-- Start of MATERIAL TO PROCESS --

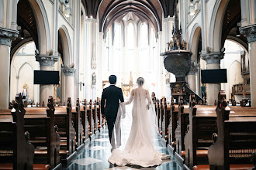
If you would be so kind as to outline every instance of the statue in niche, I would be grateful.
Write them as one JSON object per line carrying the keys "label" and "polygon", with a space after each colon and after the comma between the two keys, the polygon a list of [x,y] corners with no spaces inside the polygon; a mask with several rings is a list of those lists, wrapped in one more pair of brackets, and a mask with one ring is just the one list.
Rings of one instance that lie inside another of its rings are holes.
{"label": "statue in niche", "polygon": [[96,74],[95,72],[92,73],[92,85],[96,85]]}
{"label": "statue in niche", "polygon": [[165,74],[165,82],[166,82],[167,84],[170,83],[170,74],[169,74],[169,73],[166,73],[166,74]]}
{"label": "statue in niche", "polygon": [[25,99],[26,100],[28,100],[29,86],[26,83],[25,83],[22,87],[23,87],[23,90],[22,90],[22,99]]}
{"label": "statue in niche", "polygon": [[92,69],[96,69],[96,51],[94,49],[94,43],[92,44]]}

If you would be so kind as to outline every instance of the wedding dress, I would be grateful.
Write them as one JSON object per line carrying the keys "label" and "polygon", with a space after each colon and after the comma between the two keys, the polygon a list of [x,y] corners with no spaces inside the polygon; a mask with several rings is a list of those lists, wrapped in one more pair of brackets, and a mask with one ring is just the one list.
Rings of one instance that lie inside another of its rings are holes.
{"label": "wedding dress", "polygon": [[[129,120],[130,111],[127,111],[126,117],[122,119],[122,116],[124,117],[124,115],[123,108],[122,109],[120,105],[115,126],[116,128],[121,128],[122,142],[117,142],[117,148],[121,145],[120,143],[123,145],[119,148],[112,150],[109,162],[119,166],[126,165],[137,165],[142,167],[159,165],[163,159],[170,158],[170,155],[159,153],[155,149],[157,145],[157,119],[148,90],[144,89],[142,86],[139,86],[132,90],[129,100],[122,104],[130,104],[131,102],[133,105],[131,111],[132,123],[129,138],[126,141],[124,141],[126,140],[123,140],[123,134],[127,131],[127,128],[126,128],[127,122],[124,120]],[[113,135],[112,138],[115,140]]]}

-- End of MATERIAL TO PROCESS --
-- Start of MATERIAL TO PROCESS --

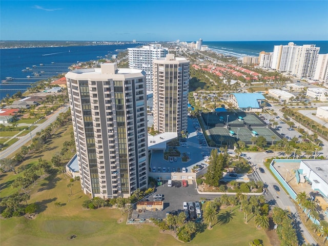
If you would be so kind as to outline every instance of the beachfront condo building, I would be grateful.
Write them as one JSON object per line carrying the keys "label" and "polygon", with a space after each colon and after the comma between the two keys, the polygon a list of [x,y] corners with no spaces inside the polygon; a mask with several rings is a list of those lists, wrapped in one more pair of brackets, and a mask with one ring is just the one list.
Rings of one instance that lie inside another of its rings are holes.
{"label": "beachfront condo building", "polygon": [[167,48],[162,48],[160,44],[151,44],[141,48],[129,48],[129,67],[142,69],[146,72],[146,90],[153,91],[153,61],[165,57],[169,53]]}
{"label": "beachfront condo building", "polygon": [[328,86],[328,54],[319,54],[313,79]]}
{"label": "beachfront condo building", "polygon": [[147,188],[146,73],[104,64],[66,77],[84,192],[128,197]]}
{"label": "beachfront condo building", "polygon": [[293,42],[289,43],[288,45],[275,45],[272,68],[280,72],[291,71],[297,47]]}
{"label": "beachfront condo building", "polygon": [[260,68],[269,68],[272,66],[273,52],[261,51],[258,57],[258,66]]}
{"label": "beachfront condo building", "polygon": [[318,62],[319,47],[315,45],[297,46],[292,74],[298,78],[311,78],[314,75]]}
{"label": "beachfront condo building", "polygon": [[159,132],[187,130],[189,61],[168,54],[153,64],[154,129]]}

-- End of MATERIAL TO PROCESS --
-- Start of MATERIAL TO PROCESS --

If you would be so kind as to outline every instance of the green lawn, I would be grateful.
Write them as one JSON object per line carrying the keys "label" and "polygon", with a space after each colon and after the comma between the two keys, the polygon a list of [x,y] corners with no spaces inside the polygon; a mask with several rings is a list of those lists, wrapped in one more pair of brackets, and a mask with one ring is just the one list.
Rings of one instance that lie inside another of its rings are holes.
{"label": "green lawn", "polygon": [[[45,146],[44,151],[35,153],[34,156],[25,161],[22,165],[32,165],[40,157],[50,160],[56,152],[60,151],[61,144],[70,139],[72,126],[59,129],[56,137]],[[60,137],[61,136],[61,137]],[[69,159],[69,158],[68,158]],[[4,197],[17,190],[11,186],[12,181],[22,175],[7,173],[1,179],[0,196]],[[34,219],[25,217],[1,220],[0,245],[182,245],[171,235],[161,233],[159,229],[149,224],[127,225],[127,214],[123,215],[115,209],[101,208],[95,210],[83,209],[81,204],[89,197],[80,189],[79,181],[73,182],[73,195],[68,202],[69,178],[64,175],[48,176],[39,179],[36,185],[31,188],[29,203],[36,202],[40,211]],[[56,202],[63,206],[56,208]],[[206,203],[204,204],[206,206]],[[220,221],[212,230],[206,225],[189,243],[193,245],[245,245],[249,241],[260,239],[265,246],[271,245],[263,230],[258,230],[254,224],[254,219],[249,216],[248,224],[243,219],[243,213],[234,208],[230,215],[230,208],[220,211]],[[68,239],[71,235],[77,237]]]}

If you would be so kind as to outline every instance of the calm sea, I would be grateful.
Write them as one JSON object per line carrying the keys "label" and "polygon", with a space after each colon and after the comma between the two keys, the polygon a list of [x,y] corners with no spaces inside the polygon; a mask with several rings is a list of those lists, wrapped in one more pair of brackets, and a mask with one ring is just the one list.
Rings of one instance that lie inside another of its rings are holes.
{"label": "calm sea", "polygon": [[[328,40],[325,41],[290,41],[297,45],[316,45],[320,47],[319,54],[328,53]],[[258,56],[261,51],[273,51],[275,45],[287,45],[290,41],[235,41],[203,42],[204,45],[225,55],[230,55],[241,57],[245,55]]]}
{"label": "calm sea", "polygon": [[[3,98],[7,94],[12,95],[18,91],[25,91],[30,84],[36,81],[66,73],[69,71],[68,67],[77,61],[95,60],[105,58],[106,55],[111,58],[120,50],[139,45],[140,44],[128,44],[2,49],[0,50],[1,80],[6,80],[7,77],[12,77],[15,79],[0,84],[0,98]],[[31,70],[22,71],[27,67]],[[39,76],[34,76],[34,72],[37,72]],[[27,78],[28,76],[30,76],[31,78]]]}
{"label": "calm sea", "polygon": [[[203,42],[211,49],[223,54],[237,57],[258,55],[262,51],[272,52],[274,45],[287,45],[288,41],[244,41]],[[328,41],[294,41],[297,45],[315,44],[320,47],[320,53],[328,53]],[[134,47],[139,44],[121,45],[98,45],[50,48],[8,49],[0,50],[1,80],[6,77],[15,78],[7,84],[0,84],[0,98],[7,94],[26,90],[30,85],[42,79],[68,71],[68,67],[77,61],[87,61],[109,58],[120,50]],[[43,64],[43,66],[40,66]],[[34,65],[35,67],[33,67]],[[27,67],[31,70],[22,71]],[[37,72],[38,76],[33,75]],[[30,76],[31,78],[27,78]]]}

-- End of MATERIAL TO PROCESS --

**PROBLEM**:
Locate each line of the material above that contains the string "every", with case counting, and copy those lines.

**SOLUTION TO THIS PROBLEM**:
If you would be so kind as to outline every instance of the statue in niche, I would be grateful.
If you would be so kind as to outline every instance of the wedding dress, I would be grateful.
If you would be so kind as to outline every instance of the beachfront condo building, I would be grateful.
If you would be so kind as to outline every instance of the green lawn, I would be grateful.
If you would be so kind as to outline every instance of the calm sea, I would be grateful.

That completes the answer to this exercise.